Named object pointing entries:
******
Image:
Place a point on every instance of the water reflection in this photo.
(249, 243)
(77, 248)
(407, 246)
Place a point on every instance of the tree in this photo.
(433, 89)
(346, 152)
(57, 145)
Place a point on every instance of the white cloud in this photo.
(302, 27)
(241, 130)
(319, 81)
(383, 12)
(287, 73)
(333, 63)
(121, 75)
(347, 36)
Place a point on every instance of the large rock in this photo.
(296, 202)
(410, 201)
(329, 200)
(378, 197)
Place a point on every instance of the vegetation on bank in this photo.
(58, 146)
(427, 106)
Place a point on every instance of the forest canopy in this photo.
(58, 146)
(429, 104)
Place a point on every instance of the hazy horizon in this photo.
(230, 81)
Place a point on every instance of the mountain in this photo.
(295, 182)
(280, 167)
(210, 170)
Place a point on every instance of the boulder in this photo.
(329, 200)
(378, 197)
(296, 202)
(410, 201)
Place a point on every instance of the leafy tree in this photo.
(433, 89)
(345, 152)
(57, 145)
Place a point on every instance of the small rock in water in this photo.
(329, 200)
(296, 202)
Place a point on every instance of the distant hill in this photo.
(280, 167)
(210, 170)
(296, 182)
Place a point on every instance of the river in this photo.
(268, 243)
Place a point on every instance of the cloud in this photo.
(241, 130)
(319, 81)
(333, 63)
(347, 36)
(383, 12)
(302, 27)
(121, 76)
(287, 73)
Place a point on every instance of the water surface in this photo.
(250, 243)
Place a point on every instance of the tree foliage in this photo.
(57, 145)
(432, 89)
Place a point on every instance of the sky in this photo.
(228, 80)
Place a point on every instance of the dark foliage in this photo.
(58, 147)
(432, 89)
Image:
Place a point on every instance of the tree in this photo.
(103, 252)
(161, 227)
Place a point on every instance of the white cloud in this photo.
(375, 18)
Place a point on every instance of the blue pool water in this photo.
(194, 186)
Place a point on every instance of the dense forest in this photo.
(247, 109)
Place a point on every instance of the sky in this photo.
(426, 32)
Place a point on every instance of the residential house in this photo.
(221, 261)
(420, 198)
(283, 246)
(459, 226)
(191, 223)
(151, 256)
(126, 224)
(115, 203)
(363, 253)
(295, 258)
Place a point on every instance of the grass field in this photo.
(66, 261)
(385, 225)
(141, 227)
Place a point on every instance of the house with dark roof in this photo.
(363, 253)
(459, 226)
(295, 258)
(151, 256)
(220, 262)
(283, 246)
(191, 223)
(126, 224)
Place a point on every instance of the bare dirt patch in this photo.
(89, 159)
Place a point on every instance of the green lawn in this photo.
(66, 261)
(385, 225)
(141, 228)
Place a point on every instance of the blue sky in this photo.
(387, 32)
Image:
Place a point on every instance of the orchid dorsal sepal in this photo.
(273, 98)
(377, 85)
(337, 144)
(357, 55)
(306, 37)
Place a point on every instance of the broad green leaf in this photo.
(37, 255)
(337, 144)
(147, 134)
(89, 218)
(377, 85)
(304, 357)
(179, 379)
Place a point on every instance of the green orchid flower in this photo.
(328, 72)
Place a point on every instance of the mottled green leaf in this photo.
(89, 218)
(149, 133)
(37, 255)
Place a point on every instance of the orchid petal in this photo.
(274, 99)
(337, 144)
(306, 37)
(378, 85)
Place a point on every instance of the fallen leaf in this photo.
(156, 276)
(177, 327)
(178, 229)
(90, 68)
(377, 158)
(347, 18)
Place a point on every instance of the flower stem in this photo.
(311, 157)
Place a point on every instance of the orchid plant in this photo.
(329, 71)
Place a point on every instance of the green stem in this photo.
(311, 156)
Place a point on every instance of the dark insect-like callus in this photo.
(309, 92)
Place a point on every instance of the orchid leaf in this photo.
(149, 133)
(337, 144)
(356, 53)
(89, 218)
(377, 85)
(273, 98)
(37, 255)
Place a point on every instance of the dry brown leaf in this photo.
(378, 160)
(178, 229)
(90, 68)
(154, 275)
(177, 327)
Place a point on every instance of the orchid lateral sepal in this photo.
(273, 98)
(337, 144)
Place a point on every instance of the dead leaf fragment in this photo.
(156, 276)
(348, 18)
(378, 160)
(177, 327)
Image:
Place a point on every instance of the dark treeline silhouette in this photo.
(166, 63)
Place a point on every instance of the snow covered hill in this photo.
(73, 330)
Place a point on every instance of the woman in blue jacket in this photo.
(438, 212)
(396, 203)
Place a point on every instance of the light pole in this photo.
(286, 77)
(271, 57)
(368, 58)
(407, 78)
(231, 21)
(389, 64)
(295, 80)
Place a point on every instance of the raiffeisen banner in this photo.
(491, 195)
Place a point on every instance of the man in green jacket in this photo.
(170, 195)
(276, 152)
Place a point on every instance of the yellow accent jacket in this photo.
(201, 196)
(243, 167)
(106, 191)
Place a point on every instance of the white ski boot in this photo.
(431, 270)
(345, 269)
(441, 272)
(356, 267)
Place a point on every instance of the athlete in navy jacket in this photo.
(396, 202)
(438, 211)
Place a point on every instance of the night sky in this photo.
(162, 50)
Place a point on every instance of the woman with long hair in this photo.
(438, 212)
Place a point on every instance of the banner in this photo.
******
(Instructions to follow):
Each line from the one containing "Place a point on every instance of the fallen" through the end of the entries, both included, is to be returned exactly, with no other lines.

(Exercise result):
Place a point on every instance of the fallen leaf in this photo.
(156, 276)
(177, 327)
(178, 229)
(90, 68)
(377, 158)
(347, 18)
Place a point on every instance of the flower stem in this photo.
(311, 157)
Place a point on every instance of the orchid plant in this photo.
(329, 71)
Place a point on every instance of the green stem in this photo.
(311, 156)
Place a point on every instance of the dark insect-like callus in this photo.
(309, 92)
Place a point on every instance of the orchid leaf in this photo.
(149, 133)
(337, 144)
(356, 53)
(89, 218)
(377, 85)
(273, 98)
(37, 255)
Place a point on every instance of the dry brown leaf in this photo.
(378, 160)
(178, 229)
(90, 68)
(154, 275)
(177, 327)
Place a point on every instance of the orchid lateral sepal in this photo.
(273, 98)
(337, 144)
Place a point on every instance of the dead leaf fragment in this photo.
(156, 276)
(348, 18)
(378, 160)
(177, 327)
Image:
Place a point on every instance of the dark treeline silhouette in this photo.
(166, 63)
Place a point on every instance of the snow covered hill in this photo.
(73, 330)
Place a point on every instance of the woman in blue jacket in this photo.
(438, 212)
(396, 203)
Place a point on every instance of the light pole in this photo.
(286, 77)
(271, 57)
(368, 58)
(407, 78)
(231, 21)
(389, 64)
(295, 80)
Place a point on every instance of the raiffeisen banner in this photo.
(491, 195)
Place a point on every instance of the man in green jacket in this photo.
(170, 195)
(276, 152)
Place a point on every instance of the yellow accent jacket in this photo.
(201, 196)
(243, 167)
(106, 191)
Place a point on every instance of the white ski boot in this photo.
(431, 270)
(345, 269)
(441, 272)
(356, 267)
Place a point on every instance of the athlete in navy jacket in this photo.
(396, 202)
(438, 211)
Place a point on every instance of the night sky in this photo.
(162, 50)
Place a point on every instance of the woman with long hair in this photo.
(438, 212)
Place a point on every instance of the banner in this photo.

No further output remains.